Rewrite the listing below with every "green foliage" changed to "leafy vegetation" and everything else kept the same. Leave the pictures out of your copy.
════════════════
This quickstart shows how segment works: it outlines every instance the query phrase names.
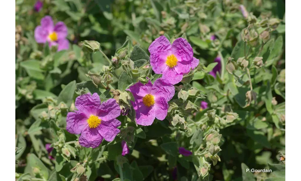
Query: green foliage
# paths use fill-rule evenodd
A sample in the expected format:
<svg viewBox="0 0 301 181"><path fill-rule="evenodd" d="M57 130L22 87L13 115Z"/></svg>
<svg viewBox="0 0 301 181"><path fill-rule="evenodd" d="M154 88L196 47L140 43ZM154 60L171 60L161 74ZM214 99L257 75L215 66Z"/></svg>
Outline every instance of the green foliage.
<svg viewBox="0 0 301 181"><path fill-rule="evenodd" d="M55 0L39 12L35 1L15 5L16 180L285 180L283 1ZM65 24L68 49L36 42L47 15ZM142 126L127 90L162 77L148 51L161 35L187 40L199 63L174 85L166 118ZM120 132L92 149L66 121L94 93L122 110Z"/></svg>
════════════════
▶ [Written answer]:
This quickstart shows how segment works: it outlines every instance the query phrase names.
Query: leafy vegetation
# paths use fill-rule evenodd
A sample in the expected format:
<svg viewBox="0 0 301 181"><path fill-rule="evenodd" d="M57 130L22 87L13 115Z"/></svg>
<svg viewBox="0 0 301 181"><path fill-rule="evenodd" d="M154 88L196 47L140 43ZM154 60L171 60L161 74ZM214 99L257 75L215 66Z"/></svg>
Outline every instance of the leafy vegetation.
<svg viewBox="0 0 301 181"><path fill-rule="evenodd" d="M55 0L39 12L35 1L15 5L16 180L285 180L283 1ZM65 24L68 49L36 42L47 15ZM142 126L127 90L162 77L148 51L161 35L187 40L199 63L174 85L166 118ZM120 132L92 149L66 121L94 93L122 110Z"/></svg>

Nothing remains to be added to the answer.